▶ Data rows:
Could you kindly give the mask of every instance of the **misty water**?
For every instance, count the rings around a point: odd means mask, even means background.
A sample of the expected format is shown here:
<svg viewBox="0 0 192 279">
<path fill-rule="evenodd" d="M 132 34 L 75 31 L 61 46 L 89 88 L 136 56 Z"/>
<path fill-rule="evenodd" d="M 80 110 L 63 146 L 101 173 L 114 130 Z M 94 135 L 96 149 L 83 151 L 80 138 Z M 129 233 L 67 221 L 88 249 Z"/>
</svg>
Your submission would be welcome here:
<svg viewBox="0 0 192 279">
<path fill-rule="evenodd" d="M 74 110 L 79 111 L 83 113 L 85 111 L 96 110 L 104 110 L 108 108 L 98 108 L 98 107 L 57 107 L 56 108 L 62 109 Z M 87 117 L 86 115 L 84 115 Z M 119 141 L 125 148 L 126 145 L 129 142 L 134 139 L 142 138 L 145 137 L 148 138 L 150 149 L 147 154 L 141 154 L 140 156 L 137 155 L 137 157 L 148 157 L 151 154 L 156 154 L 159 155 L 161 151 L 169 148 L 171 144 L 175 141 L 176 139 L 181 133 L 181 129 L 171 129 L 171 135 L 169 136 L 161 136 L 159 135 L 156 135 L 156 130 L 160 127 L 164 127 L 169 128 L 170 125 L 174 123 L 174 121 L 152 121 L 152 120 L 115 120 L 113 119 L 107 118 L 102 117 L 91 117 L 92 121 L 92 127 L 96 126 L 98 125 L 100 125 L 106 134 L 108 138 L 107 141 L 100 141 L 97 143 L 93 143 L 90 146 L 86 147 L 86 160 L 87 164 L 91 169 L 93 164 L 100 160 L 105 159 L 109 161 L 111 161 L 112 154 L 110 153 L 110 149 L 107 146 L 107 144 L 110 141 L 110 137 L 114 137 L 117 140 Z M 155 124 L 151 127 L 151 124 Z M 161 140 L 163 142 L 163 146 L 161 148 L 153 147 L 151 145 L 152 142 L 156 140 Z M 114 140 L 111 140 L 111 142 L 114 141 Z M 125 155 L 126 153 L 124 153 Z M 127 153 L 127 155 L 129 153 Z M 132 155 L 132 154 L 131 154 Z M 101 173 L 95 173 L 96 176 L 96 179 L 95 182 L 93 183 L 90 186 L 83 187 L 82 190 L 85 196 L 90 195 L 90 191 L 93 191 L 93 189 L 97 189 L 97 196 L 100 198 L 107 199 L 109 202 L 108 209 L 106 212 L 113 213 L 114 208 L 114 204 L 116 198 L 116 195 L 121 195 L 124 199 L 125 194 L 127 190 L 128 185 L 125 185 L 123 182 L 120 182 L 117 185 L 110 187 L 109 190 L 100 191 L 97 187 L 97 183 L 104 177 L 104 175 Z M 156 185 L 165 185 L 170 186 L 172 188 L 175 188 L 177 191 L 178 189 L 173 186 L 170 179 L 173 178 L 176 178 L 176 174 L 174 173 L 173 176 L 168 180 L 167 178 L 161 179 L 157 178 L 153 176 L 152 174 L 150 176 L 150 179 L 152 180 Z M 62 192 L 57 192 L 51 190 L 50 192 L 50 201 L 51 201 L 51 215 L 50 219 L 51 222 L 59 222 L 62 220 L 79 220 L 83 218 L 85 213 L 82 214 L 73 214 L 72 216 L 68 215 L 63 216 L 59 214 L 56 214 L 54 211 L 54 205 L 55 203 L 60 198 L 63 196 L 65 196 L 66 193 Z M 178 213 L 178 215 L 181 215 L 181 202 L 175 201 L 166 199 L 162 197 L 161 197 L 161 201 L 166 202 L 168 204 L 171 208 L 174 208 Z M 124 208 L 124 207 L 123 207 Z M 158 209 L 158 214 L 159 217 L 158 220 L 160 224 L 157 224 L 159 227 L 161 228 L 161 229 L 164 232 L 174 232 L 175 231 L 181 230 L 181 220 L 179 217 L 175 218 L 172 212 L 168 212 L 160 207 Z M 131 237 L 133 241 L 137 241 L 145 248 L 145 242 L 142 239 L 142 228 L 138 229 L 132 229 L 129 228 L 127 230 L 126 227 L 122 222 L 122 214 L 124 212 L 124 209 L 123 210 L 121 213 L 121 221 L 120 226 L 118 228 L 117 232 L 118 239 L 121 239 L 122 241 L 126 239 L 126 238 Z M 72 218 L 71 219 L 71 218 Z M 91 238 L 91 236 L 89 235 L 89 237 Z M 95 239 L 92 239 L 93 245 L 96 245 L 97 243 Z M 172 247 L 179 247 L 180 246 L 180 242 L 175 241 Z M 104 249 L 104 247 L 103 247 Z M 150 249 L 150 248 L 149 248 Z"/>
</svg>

▶ What is required:
Transcribe every entry exactly, omitting nothing.

▶ Exercise output:
Could you kindly give the mask of every instance of the **misty water**?
For every instance, count the rings around a point: odd means mask, even means background.
A sample of the expected format is shown here:
<svg viewBox="0 0 192 279">
<path fill-rule="evenodd" d="M 132 34 L 75 31 L 61 46 L 89 88 L 136 56 Z"/>
<path fill-rule="evenodd" d="M 80 110 L 63 146 L 101 173 L 114 130 Z M 94 135 L 96 149 L 83 151 L 80 138 Z M 129 233 L 67 221 L 88 249 Z"/>
</svg>
Your submission would be welcome here:
<svg viewBox="0 0 192 279">
<path fill-rule="evenodd" d="M 74 110 L 79 111 L 83 113 L 85 111 L 96 110 L 104 110 L 108 108 L 98 108 L 98 107 L 57 107 L 56 108 L 62 109 Z M 87 117 L 86 115 L 84 115 Z M 119 141 L 125 148 L 126 145 L 129 142 L 134 139 L 142 138 L 145 137 L 148 138 L 150 149 L 147 154 L 141 154 L 140 156 L 137 155 L 137 157 L 148 157 L 151 154 L 156 154 L 159 155 L 161 151 L 169 148 L 171 144 L 175 141 L 176 139 L 181 133 L 181 129 L 171 129 L 171 135 L 169 136 L 161 136 L 159 135 L 156 135 L 156 130 L 160 127 L 164 127 L 169 128 L 170 125 L 174 123 L 174 121 L 152 121 L 152 120 L 115 120 L 113 119 L 107 118 L 102 117 L 91 117 L 92 121 L 92 127 L 96 126 L 98 125 L 100 125 L 106 134 L 108 138 L 107 141 L 100 141 L 97 143 L 93 143 L 90 146 L 86 147 L 86 160 L 87 164 L 91 169 L 93 164 L 100 160 L 105 159 L 109 161 L 111 161 L 112 154 L 110 153 L 110 149 L 107 146 L 107 144 L 110 141 L 110 137 L 114 137 L 117 140 Z M 155 124 L 151 127 L 151 124 Z M 161 140 L 163 142 L 163 146 L 161 148 L 153 147 L 151 145 L 152 142 L 156 140 Z M 114 140 L 111 140 L 111 142 L 114 141 Z M 125 155 L 126 153 L 124 153 Z M 127 153 L 127 155 L 129 153 Z M 132 155 L 132 154 L 131 154 Z M 101 173 L 95 173 L 96 176 L 96 179 L 95 182 L 93 183 L 90 186 L 83 187 L 82 190 L 85 196 L 90 195 L 90 191 L 93 191 L 93 189 L 97 189 L 97 196 L 100 198 L 107 199 L 109 202 L 108 209 L 106 212 L 113 213 L 114 208 L 114 204 L 116 198 L 116 195 L 121 195 L 124 199 L 125 194 L 127 190 L 128 185 L 125 185 L 123 182 L 120 182 L 117 185 L 110 187 L 109 190 L 100 191 L 97 187 L 97 183 L 104 177 L 104 175 Z M 156 185 L 165 185 L 170 186 L 172 188 L 175 188 L 177 191 L 178 189 L 173 186 L 170 179 L 173 178 L 176 178 L 176 174 L 174 173 L 173 176 L 168 180 L 167 178 L 161 179 L 157 178 L 153 176 L 152 174 L 150 176 L 150 179 L 152 180 Z M 62 192 L 57 192 L 51 190 L 50 192 L 50 201 L 51 201 L 51 215 L 50 219 L 51 222 L 59 222 L 62 220 L 79 220 L 83 218 L 85 213 L 82 214 L 73 214 L 72 216 L 68 215 L 63 216 L 59 214 L 56 214 L 54 211 L 54 205 L 55 203 L 60 198 L 63 196 L 65 196 L 66 193 Z M 178 213 L 178 215 L 181 215 L 181 202 L 175 201 L 166 199 L 162 197 L 161 197 L 161 201 L 166 202 L 168 204 L 171 208 L 174 208 Z M 124 208 L 124 207 L 123 207 Z M 158 209 L 158 214 L 159 217 L 158 220 L 160 224 L 157 224 L 159 227 L 161 228 L 161 229 L 164 232 L 174 232 L 175 231 L 181 230 L 181 220 L 179 217 L 175 218 L 172 212 L 168 212 L 160 207 Z M 131 237 L 133 241 L 137 241 L 145 248 L 145 242 L 142 239 L 142 228 L 138 229 L 132 229 L 129 228 L 127 230 L 126 227 L 122 222 L 122 214 L 124 212 L 124 209 L 123 210 L 121 213 L 121 221 L 120 226 L 118 228 L 117 232 L 118 239 L 121 239 L 122 241 L 126 239 L 126 238 Z M 72 218 L 71 219 L 71 218 Z M 91 238 L 91 236 L 89 235 L 89 237 Z M 95 239 L 92 239 L 93 245 L 96 245 L 97 243 Z M 172 247 L 179 247 L 180 246 L 180 242 L 175 241 Z M 104 249 L 104 247 L 103 247 Z M 150 249 L 150 248 L 149 248 Z"/>
</svg>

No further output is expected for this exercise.